Why Online Dating Fails

Written by Dr. Andrea Potthoff
Despite the fact that the majority of people are meeting online, many people are resistant to trying online dating. And for those that do try it, there are a number of factors that may limit its success. Here are some of the most common reasons online dating fails:
Avoiding It Altogether
This is definitely the most costly mistake; people are too anxious or judgmental about online dating to try it in any form. It is not uncommon for anxiety to overwhelm someone to the point of total avoidance. This severely limits the number of opportunities you have to meet a potential partner. Furthermore, pursing dating “the old-fashioned way” requires you to gauge someone’s interest indirectly and this can complicate the process. Online dating has already removed this barrier and simplified the entire process.
Passively Engaging
There seems to be two approaches to online dating. Some people throw themselves in completely by sending messages, organizing dates, and reviewing profiles daily. Others tend to wait for someone to approach them. The first approach tends to be much more successful. There is a wide range to how much people are getting out of participating on an online dating site. This can range from going on one date every couple of months to going on 2-3 dates a week. If finding a relationship is important for you, you can’t afford not to put in the effort.

Records from an annotation dataset
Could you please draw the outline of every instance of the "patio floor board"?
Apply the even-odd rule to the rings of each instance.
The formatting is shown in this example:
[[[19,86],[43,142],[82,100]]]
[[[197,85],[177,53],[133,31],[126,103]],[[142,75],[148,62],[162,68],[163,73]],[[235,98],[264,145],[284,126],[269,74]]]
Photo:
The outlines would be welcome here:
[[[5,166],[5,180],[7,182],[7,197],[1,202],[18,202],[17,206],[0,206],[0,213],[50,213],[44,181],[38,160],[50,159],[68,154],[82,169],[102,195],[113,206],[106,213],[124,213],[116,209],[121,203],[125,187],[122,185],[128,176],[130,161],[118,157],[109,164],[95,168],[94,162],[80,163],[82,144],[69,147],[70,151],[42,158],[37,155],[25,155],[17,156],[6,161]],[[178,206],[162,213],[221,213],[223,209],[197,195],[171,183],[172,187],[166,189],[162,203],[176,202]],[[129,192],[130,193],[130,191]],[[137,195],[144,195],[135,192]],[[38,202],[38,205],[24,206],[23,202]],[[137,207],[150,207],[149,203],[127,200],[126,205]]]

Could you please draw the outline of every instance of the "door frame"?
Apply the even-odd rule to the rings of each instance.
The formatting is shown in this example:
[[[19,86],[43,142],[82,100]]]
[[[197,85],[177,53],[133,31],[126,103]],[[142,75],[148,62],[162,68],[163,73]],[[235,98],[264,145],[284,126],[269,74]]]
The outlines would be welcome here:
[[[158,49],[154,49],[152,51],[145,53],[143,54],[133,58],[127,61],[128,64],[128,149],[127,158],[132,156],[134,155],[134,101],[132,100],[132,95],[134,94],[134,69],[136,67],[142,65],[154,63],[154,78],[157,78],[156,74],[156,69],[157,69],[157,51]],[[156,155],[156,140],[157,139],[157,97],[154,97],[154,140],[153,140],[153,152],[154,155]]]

### Job 1
Which of the two approaches described in the online dating article tends to be much more successful?
### Job 2
Retype the online dating article from "Why Online Dating" to "the entire process.".
### Job 3
Extend the online dating article, picking up right after its last sentence.
The records have no connection to the online dating article.

### Exercise response 1
The first approach: throwing yourself in completely by sending messages, organizing dates, and reviewing profiles daily.

### Exercise response 2
Why Online Dating Fails

Written by Dr. Andrea Potthoff
Despite the fact that the majority of people are meeting online, many people are resistant to trying online dating. And for those that do try it, there are a number of factors that may limit its success. Here are some of the most common reasons online dating fails:
Avoiding It Altogether
This is definitely the most costly mistake; people are too anxious or judgmental about online dating to try it in any form. It is not uncommon for anxiety to overwhelm someone to the point of total avoidance. This severely limits the number of opportunities you have to meet a potential partner. Furthermore, pursing dating “the old-fashioned way” requires you to gauge someone’s interest indirectly and this can complicate the process. Online dating has already removed this barrier and simplified the entire process.

### Exercise response 3
Choosing The Wrong Platform
There is a reason why there are so many options for datings sites and apps. Each platform attracts different kinds of people looking for different kinds of relationships. Consider what your goal is before deciding on a platform to use. Some apps are more geared toward short-term hook-ups, while others attract people looking for serious, long-term relationships. How you identify (e.g., bisexual, heterosexual, polyamorous) should also be considered when you pick which platform will give you the best chance for success.

Selling Yourself Too Much

There is a fine line between an appropriate amount of impression management and flat-out lying. The last thing you want is to get your ideal date and then have to pretend to be someone else the entire time. Everyone has pieces of themselves they would like to be different and it can be hard to know how to share these details with a new partner. We generally recommend considering dosage. For example, maybe you have struggled with anxiety lately. This is nothing to be ashamed of, but it might overwhelm someone if you divulge every worry you have on the first date. By slowly revealing this aspect of yourself over time, you allow your partner time to better know and understand you.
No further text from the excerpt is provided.